## Start Passage

Bulk Import Optimizations (Minimal Logging)

Bulk Import Optimizations (Minimal Logging)

Rate This
  • Comments 13

In the previous blog I had listed all bulk import optimizations. Now, I will describe each of these optimizations in detail in separate blog entries. Let me first start with minimal logging. By the way minimal logging is also called bulk-logging but the correct term is 'minimal logging'.  Bulk logging refers more to the database recovery model that enables minimal logging. Note, that the minimal logging can also be enabled by SIMPLE recovery model as well. This BLOG decribes the behavior for minimal logging as it exists in SQL Server 2005.

 

Under minimal logging, the SQL Server does not log individual rows and logs only the page and extent allocations. So if each page can fit 100 rows, we are trading 100 log records for 1 log record, a significant improvement. It is useful here to step back and examine how SQL Server does ensures ACID properties even when individual rows are not logged or how does the log backup work.

 

When the bulk import transaction commits (i.e. the number of rows as specified in the batchsize), the SQL Server flushes all the data pages (a subset of these pages are likely to have been flushed as part of checkpoint) to disk to guarantee the atomocity of the transaction. This is not any more expensive than flushing the log records as the log records would contain the full image of all the rows. And if for some reason, the bulk import transaction needs to be rolled back, all SQL Server needs to do is to traverse the log records and mark the pages/extents to be free again. When the transaction log backup is taken, the SQL Server also backs up the data pages, including index pages when applicable, as part of the transaction log. This enables a database restore by restoring the database backup followed by zero or more transaction log backups. The only drawback of minimal logging is that it does not support point-in-time recovery. This is because during the transaction log backup, the state of the pages involved in the bulk import may have changed between the time bulk import was done and the transaction log back is initiated.  One can argue that we could possibly do point-in-time recovery to just before the bulk import had started but it is not supported. If this is of concern, you can do transaction log backup before/after bulk operations. Please refer to BOL for details of point-in-time recovery and associated restrictions.

 

So far we discussed minimal logging at a conceptual level. Now let us consider a simple example where we will insert 5 rows into a table both with minimal logging and without it and examine the difference.

 

The table t_heap below has a row length of > 1000 bytes so the log record representing the an insert of the data row will also be > 1000 bytes so it will be easy to spot when we examie the log records

 

create table t_heap (c1 int, c2 int, c3 decimal (38,2), c4 char(1000))

 

Let us execute the following command to insert 5 rows through optimized Bulk Import

 

bulk insert t_heap

from 'C:\t_heap-c-small.dat' with (TABLOCK)

 

Now we can look at the top 5 log records by executing the following query

 

select 5 operation,context,[log record length]

from fn_dblog(null, null)

## End Passage

Job
Reproduce word for word the portion of the passage on minimal logging that starts with "bulk insert t_heap" and goes on through "from fn_dblog(null, null)".

## Start Record excerpts

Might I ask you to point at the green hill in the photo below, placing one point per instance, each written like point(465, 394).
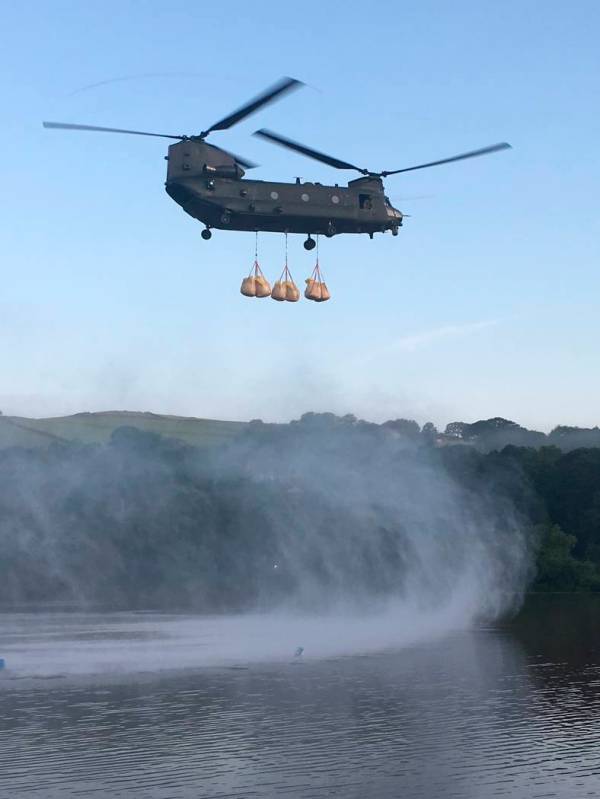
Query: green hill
point(17, 431)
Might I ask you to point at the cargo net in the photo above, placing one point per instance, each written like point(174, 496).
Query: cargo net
point(316, 288)
point(285, 290)
point(256, 284)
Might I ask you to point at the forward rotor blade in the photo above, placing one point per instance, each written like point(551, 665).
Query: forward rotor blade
point(282, 87)
point(300, 148)
point(68, 126)
point(494, 148)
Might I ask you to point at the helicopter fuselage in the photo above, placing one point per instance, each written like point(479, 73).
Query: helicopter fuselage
point(210, 186)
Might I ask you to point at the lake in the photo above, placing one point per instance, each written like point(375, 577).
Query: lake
point(167, 706)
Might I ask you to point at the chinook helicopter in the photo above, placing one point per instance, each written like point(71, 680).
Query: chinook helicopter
point(208, 183)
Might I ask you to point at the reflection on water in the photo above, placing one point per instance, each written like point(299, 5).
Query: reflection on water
point(512, 712)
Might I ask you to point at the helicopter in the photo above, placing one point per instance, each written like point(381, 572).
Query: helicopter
point(208, 183)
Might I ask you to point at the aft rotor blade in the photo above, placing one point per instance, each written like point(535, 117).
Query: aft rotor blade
point(237, 158)
point(68, 126)
point(300, 148)
point(282, 87)
point(494, 148)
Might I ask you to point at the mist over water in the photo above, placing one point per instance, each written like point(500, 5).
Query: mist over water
point(372, 523)
point(332, 534)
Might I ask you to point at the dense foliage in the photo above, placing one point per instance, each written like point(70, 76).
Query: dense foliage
point(149, 521)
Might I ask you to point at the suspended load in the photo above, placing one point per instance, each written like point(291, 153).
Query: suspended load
point(285, 290)
point(316, 288)
point(256, 284)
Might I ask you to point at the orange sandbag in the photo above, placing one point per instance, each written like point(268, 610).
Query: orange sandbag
point(292, 292)
point(263, 287)
point(248, 288)
point(279, 291)
point(313, 289)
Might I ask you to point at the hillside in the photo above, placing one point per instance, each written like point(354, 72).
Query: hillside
point(89, 428)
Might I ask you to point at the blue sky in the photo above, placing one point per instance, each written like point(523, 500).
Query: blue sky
point(485, 304)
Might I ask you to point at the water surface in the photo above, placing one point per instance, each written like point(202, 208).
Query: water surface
point(133, 705)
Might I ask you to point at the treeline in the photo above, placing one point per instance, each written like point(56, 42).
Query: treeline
point(324, 504)
point(495, 434)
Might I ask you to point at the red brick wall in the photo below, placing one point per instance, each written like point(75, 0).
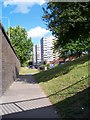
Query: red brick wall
point(10, 64)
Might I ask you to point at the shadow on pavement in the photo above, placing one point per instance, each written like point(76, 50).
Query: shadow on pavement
point(44, 112)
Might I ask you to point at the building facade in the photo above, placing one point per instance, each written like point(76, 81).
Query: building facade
point(47, 52)
point(36, 54)
point(44, 52)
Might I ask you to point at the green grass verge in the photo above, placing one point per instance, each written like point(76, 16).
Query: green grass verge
point(24, 70)
point(67, 86)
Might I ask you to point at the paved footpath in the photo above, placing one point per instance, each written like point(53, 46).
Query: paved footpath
point(25, 99)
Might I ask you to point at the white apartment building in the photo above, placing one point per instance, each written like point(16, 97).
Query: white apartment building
point(47, 49)
point(36, 54)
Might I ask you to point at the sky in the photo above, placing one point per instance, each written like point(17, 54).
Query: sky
point(27, 14)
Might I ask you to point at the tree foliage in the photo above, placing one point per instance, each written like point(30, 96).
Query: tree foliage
point(22, 45)
point(70, 23)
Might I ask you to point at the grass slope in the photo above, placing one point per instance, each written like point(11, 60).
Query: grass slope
point(67, 86)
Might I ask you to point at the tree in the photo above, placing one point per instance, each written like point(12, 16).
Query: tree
point(20, 42)
point(70, 23)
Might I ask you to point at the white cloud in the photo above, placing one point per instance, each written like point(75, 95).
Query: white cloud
point(37, 32)
point(22, 6)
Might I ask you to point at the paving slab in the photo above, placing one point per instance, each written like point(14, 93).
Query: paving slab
point(25, 99)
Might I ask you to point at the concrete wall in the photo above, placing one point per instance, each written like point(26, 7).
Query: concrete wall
point(10, 62)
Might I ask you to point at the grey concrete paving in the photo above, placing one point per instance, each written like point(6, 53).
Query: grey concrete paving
point(25, 99)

## End Record excerpts

Answer to this problem
bulk insert t_heap

from 'C:\t_heap-c-small.dat' with (TABLOCK)

 

Now we can look at the top 5 log records by executing the following query

 

select 5 operation,context,[log record length]

from fn_dblog(null, null)